▸ **DIRECTIONS FOR THIS TASK**: From the records below, take each line where the string "foliage" shows up and copy it.

▸ **DATA TO USE**:
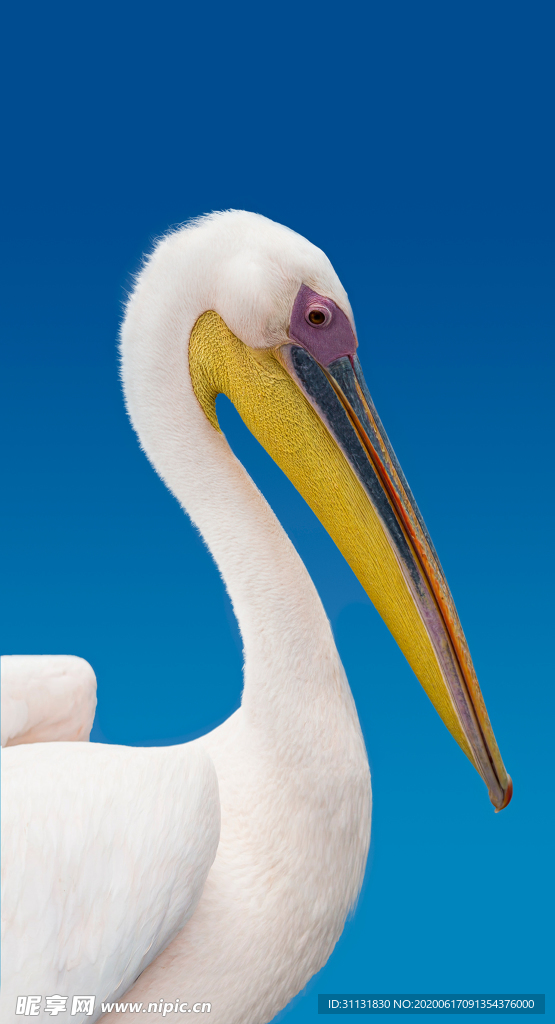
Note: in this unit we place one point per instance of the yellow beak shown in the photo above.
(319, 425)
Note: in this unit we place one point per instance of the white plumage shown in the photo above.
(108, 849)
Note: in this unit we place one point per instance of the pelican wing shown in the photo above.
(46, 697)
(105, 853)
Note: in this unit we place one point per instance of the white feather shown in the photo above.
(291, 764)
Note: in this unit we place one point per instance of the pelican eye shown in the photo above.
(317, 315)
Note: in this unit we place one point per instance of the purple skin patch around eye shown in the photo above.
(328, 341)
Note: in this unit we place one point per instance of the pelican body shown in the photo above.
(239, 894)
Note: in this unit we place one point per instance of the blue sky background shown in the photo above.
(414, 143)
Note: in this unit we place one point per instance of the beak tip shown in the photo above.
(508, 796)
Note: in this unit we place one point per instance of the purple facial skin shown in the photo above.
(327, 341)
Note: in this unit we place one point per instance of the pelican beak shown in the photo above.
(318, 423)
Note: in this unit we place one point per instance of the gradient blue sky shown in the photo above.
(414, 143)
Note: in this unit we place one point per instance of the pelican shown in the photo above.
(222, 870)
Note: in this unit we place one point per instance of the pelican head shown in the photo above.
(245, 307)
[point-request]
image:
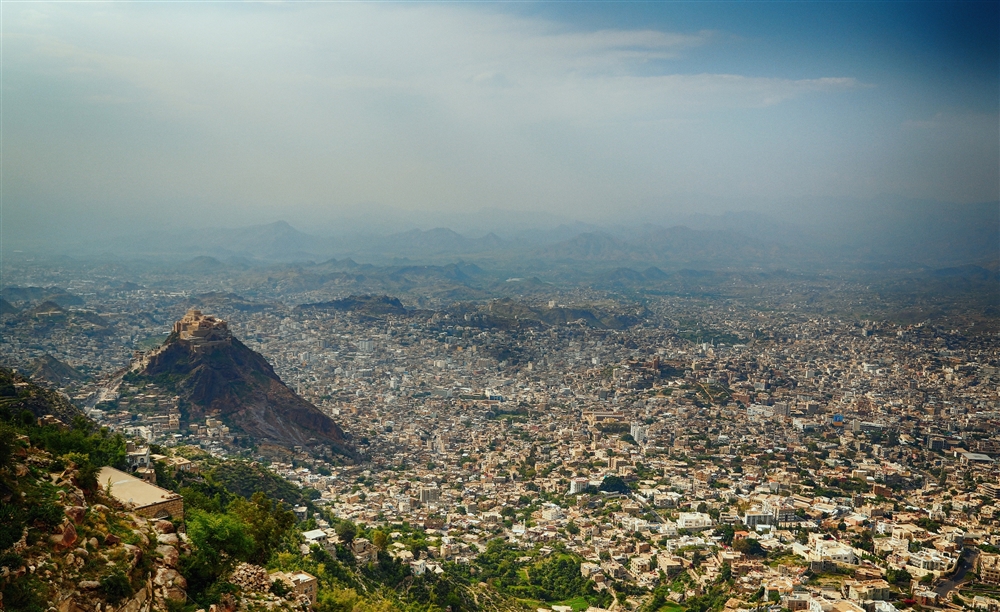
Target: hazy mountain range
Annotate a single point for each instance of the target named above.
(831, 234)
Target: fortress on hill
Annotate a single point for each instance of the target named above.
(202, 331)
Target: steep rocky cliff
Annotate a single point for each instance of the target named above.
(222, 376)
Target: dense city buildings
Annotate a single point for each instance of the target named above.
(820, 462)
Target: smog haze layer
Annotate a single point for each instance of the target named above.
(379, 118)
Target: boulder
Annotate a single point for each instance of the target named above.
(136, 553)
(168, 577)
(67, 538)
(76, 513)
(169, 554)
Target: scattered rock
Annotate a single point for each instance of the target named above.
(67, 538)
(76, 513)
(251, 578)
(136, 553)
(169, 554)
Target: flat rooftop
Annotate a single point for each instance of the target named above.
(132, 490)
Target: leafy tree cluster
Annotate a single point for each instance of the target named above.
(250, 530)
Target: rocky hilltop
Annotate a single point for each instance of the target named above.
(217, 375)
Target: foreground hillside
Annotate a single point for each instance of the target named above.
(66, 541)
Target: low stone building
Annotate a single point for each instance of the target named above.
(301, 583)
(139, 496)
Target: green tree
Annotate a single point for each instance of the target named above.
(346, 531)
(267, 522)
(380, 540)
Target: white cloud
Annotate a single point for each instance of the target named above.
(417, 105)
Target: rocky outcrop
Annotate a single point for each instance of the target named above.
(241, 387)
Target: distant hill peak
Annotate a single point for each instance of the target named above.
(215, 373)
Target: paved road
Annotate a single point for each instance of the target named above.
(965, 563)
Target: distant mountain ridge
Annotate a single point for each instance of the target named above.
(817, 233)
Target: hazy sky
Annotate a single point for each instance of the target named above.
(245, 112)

* * *

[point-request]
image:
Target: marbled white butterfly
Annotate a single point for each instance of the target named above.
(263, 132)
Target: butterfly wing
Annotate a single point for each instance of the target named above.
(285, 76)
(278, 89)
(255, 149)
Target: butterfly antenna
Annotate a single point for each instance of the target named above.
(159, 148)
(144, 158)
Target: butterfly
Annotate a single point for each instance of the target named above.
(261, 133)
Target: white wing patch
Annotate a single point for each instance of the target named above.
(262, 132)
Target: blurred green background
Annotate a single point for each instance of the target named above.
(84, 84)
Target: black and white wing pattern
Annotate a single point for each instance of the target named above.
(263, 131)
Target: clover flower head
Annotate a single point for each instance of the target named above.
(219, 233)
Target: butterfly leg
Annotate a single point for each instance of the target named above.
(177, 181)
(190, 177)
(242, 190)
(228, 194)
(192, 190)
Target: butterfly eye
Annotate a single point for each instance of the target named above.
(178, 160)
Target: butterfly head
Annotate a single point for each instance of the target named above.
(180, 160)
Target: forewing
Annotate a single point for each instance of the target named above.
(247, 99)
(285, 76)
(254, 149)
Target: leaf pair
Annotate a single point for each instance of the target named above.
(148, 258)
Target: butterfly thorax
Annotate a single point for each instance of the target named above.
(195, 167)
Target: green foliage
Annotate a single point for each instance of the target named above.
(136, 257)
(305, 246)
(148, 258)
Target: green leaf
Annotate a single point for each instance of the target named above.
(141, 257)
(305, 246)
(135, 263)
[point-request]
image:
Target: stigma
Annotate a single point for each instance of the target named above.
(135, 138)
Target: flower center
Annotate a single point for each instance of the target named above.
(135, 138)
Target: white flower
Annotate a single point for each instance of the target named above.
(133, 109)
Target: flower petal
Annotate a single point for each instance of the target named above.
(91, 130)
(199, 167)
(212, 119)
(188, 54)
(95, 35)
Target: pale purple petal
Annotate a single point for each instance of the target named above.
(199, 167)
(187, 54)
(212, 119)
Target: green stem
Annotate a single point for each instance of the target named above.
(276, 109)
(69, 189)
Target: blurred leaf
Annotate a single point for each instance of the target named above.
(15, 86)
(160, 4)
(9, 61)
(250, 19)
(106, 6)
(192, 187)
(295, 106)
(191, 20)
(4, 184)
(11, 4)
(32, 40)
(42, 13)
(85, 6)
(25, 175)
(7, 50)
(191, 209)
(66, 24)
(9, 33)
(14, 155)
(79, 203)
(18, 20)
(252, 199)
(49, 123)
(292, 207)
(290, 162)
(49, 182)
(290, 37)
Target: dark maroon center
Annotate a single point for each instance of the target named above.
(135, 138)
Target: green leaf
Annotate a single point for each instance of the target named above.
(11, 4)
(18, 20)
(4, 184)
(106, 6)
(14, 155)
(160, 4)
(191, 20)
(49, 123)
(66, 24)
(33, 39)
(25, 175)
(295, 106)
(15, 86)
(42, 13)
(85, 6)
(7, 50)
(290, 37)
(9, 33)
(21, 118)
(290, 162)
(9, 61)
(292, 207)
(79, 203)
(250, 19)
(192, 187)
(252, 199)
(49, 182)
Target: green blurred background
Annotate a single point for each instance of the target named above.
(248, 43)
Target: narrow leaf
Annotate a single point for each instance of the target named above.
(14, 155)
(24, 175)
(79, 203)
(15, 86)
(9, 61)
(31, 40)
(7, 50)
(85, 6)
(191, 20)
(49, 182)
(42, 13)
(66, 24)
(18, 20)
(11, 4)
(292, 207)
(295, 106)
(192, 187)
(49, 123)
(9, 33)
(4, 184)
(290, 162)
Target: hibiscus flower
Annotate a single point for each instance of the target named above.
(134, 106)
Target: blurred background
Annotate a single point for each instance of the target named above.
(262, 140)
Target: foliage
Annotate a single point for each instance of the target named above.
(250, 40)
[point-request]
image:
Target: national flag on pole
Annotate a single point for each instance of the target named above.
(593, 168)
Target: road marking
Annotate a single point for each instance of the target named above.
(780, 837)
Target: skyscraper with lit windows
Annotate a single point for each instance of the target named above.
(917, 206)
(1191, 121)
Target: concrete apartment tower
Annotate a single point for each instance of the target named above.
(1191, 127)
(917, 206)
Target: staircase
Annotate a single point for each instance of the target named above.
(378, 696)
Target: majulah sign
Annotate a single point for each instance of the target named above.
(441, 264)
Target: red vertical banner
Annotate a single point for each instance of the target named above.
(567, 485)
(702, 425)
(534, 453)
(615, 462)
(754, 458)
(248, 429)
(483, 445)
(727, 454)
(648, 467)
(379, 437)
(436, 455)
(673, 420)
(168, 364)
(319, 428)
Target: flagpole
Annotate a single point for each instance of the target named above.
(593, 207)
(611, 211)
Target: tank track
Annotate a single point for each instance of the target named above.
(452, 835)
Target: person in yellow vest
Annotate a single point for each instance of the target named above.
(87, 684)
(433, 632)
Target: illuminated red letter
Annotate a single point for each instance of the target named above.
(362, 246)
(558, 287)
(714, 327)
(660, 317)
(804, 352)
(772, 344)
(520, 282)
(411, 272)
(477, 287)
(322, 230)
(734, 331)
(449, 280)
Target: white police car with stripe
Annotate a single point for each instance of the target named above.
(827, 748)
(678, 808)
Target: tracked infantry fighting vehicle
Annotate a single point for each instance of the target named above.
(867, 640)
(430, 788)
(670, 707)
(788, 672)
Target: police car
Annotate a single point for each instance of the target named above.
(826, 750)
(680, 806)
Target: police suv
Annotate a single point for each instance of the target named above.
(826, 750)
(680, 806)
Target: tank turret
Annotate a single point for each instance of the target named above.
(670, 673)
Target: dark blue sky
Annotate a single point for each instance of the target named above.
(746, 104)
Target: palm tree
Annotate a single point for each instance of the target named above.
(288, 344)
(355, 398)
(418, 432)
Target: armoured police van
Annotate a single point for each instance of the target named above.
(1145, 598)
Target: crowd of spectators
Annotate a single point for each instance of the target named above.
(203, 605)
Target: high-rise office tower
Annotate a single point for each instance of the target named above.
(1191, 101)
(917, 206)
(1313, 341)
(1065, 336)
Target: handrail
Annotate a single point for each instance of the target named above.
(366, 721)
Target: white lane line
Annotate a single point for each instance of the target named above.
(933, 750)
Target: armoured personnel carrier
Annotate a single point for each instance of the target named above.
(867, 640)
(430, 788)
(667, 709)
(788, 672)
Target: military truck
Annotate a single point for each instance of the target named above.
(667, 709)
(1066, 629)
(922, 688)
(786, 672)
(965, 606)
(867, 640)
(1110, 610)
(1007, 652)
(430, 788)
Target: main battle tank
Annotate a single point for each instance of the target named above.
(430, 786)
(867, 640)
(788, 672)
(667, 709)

▸ **OUTPUT**:
Target: green foliage
Target: foliage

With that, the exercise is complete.